[Natural-language object grounding data]
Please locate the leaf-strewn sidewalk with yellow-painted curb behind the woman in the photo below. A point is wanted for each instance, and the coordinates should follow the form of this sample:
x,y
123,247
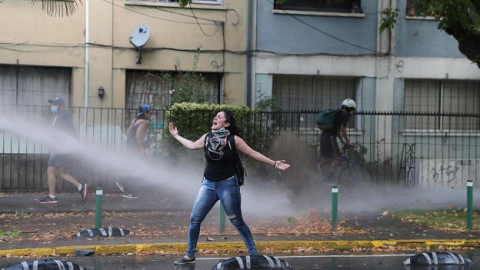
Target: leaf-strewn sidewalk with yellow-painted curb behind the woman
x,y
159,225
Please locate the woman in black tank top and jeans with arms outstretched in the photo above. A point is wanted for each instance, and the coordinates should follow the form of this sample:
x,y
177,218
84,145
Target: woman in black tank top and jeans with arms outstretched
x,y
220,181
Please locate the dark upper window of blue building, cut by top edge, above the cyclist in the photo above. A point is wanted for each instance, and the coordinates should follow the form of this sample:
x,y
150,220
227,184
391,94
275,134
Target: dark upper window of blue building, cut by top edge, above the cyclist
x,y
344,6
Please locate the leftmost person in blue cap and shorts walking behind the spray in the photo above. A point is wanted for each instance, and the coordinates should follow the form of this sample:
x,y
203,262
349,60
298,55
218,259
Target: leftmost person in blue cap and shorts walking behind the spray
x,y
63,122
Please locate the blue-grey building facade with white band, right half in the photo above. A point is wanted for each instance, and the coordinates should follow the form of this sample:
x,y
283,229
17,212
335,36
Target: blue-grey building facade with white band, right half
x,y
310,55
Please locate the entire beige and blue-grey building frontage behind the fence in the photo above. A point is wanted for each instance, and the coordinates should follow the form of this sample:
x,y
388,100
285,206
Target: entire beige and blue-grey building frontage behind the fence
x,y
304,55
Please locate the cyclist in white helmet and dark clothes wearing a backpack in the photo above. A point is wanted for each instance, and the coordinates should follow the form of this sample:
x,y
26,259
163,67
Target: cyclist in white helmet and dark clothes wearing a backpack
x,y
336,127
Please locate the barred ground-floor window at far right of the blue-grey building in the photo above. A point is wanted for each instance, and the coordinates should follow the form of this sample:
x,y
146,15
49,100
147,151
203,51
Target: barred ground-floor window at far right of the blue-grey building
x,y
443,98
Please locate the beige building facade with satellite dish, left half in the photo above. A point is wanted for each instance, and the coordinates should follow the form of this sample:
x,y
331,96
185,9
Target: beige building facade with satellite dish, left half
x,y
75,56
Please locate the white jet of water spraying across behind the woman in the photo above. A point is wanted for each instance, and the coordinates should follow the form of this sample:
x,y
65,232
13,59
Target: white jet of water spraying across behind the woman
x,y
183,180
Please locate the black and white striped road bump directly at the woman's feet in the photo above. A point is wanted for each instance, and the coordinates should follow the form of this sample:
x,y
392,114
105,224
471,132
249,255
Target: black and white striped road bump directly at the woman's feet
x,y
252,262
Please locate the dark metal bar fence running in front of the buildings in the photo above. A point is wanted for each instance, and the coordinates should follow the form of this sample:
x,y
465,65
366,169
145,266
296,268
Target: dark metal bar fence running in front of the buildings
x,y
400,148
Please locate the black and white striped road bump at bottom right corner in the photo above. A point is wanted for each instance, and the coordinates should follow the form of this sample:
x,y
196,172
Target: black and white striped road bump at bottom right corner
x,y
437,258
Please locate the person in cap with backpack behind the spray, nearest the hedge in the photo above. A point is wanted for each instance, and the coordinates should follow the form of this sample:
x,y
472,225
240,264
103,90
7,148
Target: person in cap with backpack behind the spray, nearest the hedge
x,y
137,140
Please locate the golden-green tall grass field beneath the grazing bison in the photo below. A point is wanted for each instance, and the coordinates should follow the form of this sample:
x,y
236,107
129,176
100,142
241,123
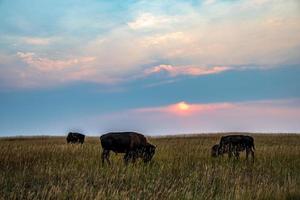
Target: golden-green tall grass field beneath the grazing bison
x,y
48,168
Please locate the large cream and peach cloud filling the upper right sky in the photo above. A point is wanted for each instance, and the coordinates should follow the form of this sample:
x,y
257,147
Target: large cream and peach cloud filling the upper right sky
x,y
218,33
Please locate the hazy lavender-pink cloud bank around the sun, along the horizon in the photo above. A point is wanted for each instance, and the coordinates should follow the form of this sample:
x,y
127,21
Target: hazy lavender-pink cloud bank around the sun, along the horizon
x,y
254,116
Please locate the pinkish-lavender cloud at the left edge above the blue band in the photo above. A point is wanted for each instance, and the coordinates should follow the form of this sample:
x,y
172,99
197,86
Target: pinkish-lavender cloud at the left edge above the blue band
x,y
35,71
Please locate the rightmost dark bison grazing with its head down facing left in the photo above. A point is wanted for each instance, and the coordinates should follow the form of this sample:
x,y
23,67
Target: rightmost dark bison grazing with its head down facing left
x,y
233,144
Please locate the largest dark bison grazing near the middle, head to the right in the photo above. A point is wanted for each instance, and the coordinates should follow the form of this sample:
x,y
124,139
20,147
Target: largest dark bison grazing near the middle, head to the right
x,y
133,144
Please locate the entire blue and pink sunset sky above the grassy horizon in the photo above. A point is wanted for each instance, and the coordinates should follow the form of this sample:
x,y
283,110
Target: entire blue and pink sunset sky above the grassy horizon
x,y
156,67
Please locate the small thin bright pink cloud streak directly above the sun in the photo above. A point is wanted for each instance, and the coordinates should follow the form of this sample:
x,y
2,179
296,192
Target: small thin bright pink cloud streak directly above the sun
x,y
186,70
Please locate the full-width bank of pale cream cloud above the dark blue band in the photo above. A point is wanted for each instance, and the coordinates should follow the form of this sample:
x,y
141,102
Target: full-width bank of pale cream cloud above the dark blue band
x,y
213,33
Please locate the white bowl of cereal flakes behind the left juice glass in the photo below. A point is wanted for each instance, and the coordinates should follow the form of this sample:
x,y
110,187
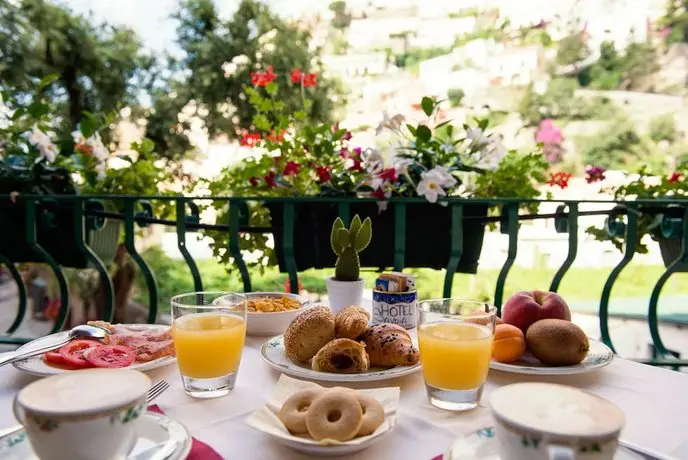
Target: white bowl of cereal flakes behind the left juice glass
x,y
270,313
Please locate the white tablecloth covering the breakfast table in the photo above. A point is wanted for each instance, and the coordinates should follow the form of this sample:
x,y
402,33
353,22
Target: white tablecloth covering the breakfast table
x,y
655,402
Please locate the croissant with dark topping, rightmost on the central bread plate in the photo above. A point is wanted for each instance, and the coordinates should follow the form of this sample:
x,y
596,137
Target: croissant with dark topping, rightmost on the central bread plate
x,y
389,345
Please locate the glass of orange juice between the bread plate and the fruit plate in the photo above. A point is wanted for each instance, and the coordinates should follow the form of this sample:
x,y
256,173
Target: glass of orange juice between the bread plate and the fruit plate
x,y
455,342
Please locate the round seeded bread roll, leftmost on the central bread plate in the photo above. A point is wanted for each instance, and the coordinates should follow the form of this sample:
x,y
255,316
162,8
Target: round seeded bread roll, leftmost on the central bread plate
x,y
308,333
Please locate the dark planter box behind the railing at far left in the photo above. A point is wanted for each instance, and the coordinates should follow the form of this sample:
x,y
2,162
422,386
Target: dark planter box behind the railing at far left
x,y
54,220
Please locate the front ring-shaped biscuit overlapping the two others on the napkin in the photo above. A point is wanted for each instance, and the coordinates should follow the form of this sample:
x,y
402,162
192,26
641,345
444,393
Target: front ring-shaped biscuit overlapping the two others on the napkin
x,y
334,415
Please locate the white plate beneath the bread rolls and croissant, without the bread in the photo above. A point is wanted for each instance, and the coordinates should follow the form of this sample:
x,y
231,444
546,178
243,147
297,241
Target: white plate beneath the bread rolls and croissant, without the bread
x,y
274,354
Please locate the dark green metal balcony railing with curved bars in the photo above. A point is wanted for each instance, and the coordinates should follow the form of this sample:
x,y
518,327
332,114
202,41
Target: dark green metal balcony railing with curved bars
x,y
622,221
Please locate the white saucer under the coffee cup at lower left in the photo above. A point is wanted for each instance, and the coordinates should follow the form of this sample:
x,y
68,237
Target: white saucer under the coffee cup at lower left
x,y
153,429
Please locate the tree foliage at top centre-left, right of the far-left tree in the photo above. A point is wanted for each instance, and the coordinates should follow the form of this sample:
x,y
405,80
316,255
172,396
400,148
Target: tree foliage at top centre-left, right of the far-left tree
x,y
218,59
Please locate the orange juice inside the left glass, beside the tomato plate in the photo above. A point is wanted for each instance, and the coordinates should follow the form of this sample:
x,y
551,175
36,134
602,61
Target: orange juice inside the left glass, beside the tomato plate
x,y
208,345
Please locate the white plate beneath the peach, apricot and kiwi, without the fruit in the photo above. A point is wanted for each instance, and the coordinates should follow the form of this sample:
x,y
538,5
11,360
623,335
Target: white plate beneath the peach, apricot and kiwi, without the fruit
x,y
599,355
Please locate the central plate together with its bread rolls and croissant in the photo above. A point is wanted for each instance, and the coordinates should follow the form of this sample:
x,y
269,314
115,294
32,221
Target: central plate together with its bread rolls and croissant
x,y
318,345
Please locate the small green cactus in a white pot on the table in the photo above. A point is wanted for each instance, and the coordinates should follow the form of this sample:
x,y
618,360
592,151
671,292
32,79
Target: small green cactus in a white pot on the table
x,y
345,288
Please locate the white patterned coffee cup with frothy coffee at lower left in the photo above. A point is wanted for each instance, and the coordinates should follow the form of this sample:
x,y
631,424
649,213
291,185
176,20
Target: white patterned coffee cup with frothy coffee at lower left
x,y
83,415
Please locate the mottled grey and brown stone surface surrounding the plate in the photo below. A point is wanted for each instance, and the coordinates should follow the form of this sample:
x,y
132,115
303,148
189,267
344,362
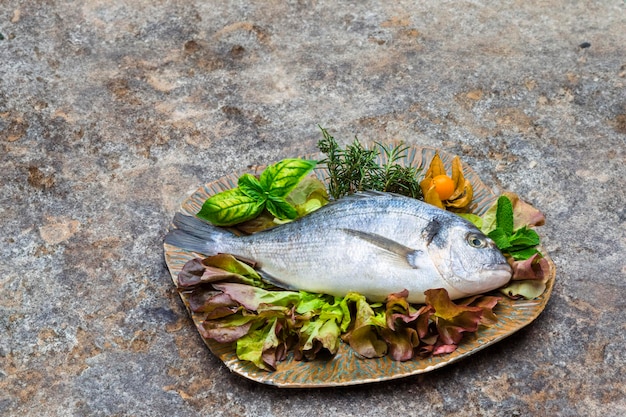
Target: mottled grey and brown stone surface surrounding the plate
x,y
112,112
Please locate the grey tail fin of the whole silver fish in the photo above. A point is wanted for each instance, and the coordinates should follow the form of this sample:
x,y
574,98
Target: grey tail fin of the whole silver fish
x,y
195,235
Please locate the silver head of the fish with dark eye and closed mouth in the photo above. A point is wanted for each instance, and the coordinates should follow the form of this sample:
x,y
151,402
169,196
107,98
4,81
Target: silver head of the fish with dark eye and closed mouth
x,y
469,261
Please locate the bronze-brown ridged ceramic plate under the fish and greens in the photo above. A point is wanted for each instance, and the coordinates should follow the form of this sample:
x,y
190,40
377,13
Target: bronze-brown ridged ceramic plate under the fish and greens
x,y
346,367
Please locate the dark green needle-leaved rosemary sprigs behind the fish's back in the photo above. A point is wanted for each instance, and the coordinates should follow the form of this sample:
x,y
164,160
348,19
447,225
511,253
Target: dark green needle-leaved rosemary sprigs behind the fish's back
x,y
355,168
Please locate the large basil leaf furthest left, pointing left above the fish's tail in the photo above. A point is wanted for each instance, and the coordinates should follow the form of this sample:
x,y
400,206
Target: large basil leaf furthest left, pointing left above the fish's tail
x,y
230,207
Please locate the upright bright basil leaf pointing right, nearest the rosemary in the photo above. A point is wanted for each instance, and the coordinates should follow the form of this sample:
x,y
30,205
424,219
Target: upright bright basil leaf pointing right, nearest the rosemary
x,y
279,179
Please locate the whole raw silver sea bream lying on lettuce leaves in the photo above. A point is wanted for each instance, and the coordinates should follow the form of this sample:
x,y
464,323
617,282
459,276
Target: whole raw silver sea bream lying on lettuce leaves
x,y
371,243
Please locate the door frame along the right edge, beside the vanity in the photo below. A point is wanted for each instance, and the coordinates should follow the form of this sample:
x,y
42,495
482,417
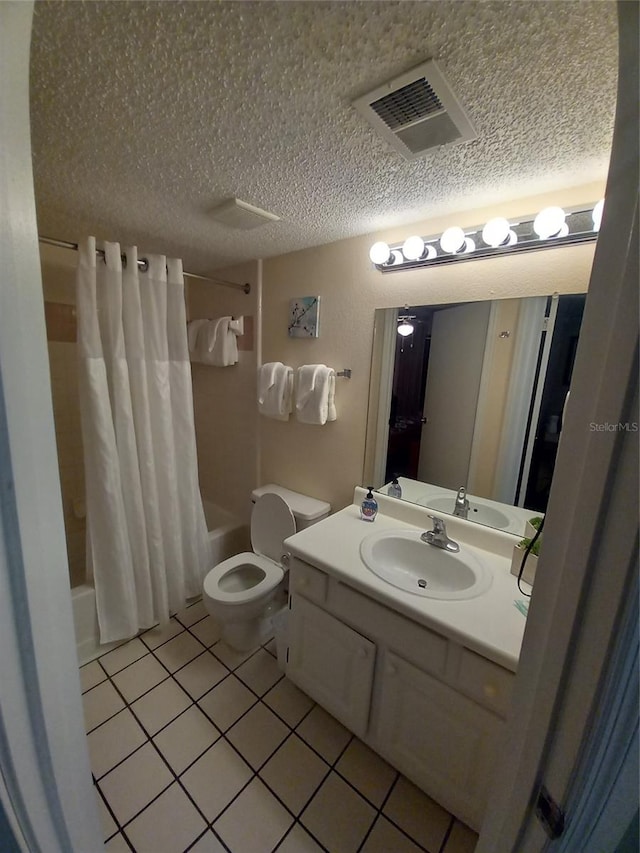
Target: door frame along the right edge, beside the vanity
x,y
591,533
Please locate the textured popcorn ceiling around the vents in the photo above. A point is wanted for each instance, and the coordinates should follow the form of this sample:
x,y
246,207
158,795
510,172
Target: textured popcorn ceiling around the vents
x,y
145,116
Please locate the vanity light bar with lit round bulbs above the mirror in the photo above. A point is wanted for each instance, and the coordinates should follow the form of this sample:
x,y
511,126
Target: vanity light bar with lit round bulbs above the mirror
x,y
552,227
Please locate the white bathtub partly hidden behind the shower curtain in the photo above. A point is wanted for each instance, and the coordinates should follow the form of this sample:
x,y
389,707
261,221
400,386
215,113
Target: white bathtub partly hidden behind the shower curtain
x,y
227,536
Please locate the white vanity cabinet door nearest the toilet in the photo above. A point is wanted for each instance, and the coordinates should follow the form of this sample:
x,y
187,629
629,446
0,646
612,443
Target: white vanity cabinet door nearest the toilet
x,y
332,663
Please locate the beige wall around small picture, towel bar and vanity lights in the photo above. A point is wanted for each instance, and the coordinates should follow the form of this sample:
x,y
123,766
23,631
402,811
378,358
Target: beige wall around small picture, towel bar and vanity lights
x,y
327,462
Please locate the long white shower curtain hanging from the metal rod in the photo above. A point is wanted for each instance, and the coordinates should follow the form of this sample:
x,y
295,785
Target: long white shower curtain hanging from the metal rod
x,y
147,544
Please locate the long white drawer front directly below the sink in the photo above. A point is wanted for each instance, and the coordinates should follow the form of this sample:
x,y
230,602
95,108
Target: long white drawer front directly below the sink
x,y
413,641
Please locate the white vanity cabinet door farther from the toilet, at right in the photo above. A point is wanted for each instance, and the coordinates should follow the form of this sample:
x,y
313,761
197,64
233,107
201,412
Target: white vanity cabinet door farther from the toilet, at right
x,y
443,741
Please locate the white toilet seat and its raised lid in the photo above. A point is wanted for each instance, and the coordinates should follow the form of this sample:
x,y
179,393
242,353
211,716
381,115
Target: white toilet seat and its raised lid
x,y
271,523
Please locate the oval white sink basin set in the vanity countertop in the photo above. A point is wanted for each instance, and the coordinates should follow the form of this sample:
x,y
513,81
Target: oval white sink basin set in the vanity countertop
x,y
402,559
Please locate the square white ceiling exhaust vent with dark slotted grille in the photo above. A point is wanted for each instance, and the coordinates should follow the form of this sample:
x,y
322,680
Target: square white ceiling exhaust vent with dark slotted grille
x,y
417,112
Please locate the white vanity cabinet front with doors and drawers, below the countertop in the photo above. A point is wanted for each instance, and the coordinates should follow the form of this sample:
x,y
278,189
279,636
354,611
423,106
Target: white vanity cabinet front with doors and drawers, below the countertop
x,y
433,708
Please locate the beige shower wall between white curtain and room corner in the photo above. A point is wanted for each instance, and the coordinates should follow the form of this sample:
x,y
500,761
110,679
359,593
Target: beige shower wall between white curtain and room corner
x,y
224,398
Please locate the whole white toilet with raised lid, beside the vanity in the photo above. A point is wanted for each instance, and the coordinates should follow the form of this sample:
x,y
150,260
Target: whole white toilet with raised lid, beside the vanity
x,y
243,592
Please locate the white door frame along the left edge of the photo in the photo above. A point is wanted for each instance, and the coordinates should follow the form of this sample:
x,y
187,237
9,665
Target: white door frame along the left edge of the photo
x,y
47,791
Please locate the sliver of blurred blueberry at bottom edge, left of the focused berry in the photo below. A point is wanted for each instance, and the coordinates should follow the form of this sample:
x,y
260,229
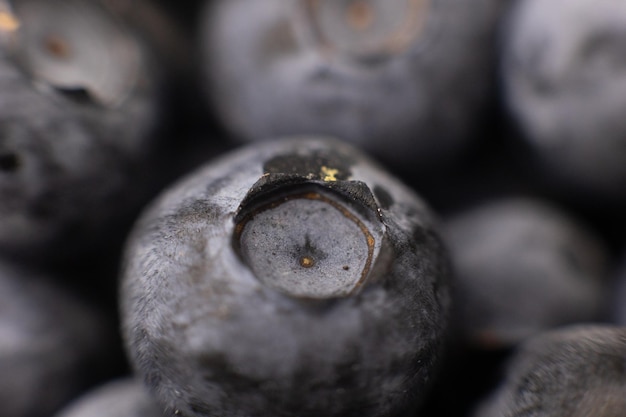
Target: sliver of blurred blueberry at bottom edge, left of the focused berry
x,y
124,397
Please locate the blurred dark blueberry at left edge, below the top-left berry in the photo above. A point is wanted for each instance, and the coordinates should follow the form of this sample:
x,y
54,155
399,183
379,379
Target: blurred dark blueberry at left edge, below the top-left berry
x,y
52,345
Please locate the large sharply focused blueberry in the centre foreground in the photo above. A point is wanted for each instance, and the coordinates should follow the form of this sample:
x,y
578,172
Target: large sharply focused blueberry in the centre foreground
x,y
293,277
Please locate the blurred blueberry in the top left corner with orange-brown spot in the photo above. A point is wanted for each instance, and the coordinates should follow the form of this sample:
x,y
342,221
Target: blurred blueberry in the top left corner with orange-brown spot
x,y
79,110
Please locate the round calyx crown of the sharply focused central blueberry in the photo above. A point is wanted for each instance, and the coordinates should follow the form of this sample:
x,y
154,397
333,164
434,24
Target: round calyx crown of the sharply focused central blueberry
x,y
312,235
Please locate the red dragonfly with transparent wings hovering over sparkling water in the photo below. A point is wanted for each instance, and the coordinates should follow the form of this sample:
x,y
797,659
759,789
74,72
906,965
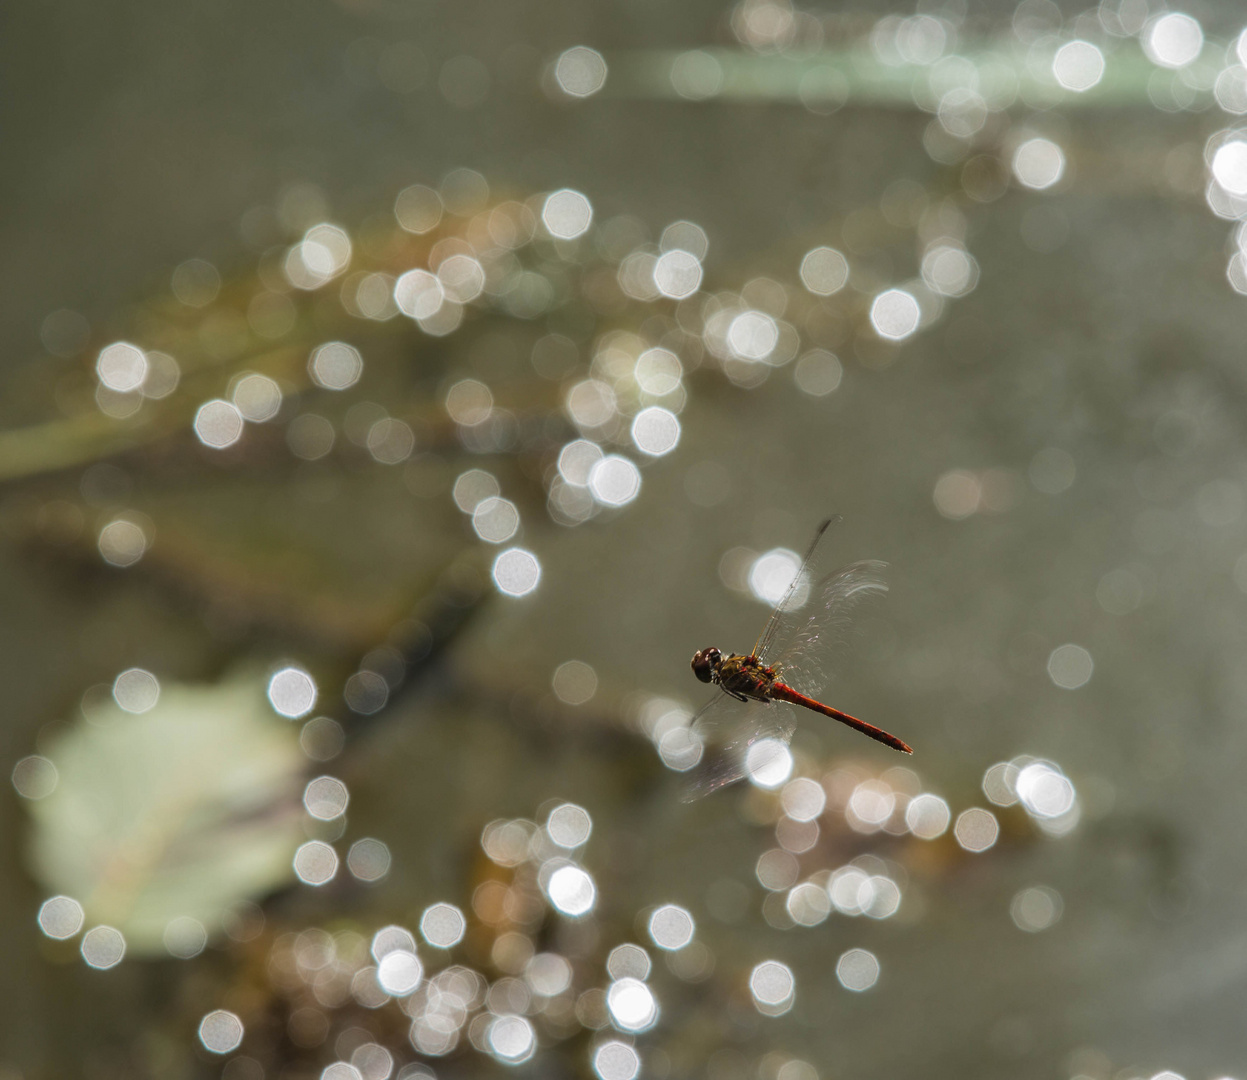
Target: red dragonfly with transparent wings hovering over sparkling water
x,y
811,617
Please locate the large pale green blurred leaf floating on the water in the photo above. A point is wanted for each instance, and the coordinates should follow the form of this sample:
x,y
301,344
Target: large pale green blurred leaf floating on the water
x,y
180,812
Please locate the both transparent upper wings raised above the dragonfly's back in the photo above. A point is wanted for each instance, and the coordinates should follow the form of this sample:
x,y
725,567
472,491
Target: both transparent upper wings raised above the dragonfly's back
x,y
810,629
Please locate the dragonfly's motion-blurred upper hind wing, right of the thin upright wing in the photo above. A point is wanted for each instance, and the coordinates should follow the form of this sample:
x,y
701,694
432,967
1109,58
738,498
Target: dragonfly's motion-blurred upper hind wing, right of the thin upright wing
x,y
809,639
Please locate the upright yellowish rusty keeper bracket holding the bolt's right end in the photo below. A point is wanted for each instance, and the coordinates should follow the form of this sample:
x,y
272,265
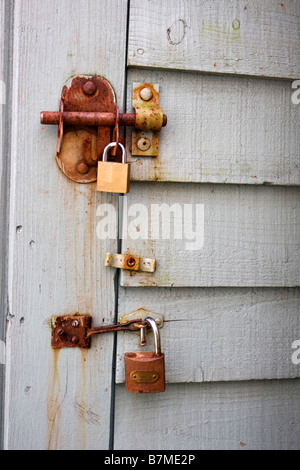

YOUR ASSIGNMENT —
Return exactly the lines that begin with the one containing "Target: round calyx" and end with the final line of the data above; include no pictures.

EXERCISE OUTPUT —
Target: round calyx crown of the sharply focused central blueberry
x,y
312,235
Please locate the red dragonfly with transparent wings hovering over sparkling water in the photo below. A point is wanted for each instance, and the coordinates should follow the form of this sample:
x,y
797,659
759,789
74,72
906,965
Target: red dragonfly with transparent wings hovering over sparkling water
x,y
811,617
Please locate the large pale green blurred leaf floating on the water in the photo above. A point is wanted for each instance, and the coordinates should follow the form of this sample:
x,y
301,344
Target: large pale green blurred leaf floating on the water
x,y
180,812
Please locate the both transparent upper wings raised above the dragonfly's back in the photo above. A point is wanted for each instance, and the coordinates should follow the form of this sample:
x,y
725,567
472,491
Target: both transparent upper wings raised above the dragonfly's back
x,y
810,629
Please locate the dragonfly's motion-blurred upper hind wing, right of the thin upright wing in the photo above. A point is wanted for each instance, and the coordinates should follow the form of this sample:
x,y
701,694
432,967
1109,58
738,498
Target: dragonfly's motion-blurred upper hind wing, right of the thin upright wing
x,y
809,639
Please locate the upright yellowish rusty keeper bracket holding the bolt's right end in the photo below. A point is wanted for each instance, and the coordinates should follow the form of this sample:
x,y
272,265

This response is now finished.